-- Start of Input --

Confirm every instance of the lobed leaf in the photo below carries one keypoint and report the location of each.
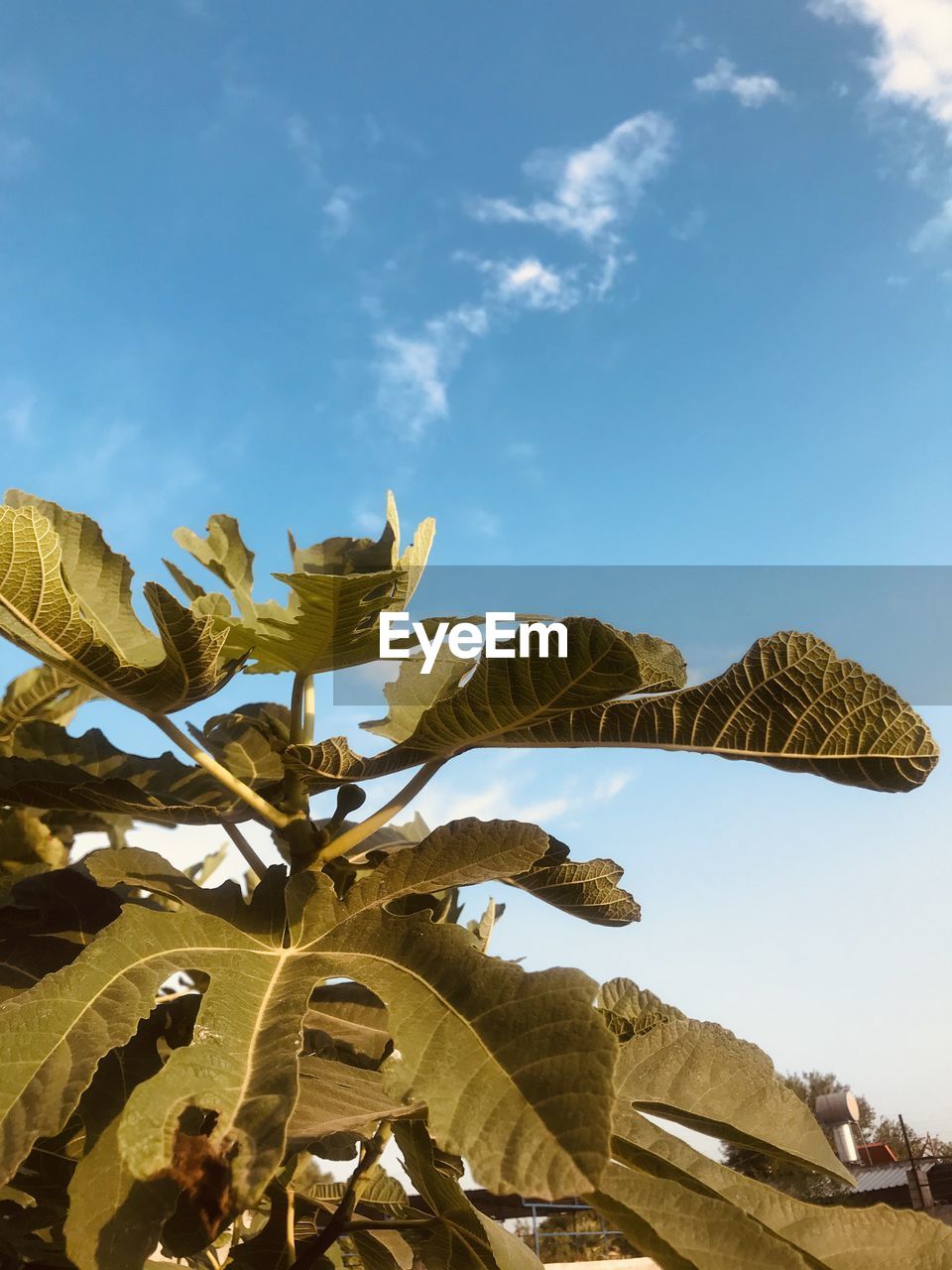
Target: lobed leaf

-- End of Input --
-- Start of Input --

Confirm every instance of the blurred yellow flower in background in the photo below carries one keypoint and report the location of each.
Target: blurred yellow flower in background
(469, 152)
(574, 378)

-- End of Input --
-- Start of Input --

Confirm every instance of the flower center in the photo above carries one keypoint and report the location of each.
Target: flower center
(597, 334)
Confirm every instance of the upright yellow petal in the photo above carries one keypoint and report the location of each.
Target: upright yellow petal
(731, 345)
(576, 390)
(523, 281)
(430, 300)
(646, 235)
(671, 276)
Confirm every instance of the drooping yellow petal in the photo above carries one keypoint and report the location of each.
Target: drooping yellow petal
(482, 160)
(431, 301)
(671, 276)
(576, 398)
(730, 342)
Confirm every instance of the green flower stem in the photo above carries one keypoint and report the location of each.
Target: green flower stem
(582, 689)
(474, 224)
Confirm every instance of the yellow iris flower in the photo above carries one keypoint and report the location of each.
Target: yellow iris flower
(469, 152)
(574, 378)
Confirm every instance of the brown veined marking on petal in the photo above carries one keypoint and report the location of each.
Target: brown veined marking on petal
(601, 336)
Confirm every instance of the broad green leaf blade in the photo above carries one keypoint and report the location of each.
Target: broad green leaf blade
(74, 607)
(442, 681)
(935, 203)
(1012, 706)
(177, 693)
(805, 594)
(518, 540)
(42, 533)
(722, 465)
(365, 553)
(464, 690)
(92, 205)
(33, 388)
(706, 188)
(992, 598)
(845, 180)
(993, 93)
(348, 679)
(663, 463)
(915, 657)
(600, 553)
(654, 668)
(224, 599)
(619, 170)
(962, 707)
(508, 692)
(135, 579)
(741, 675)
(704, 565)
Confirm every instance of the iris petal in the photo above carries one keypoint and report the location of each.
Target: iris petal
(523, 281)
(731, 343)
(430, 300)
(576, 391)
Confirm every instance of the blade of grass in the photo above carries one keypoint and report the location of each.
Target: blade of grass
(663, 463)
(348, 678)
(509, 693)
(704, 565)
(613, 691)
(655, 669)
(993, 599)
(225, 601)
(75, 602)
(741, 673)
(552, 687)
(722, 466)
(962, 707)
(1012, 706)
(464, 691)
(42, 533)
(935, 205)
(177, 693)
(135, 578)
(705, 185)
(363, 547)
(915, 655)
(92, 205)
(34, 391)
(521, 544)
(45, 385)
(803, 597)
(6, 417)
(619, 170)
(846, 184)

-- End of Input --

== Task prompt ==
How many lines of the listing above contain the string "grass", with case taken into account? State only the number.

== Answer to the problem ==
2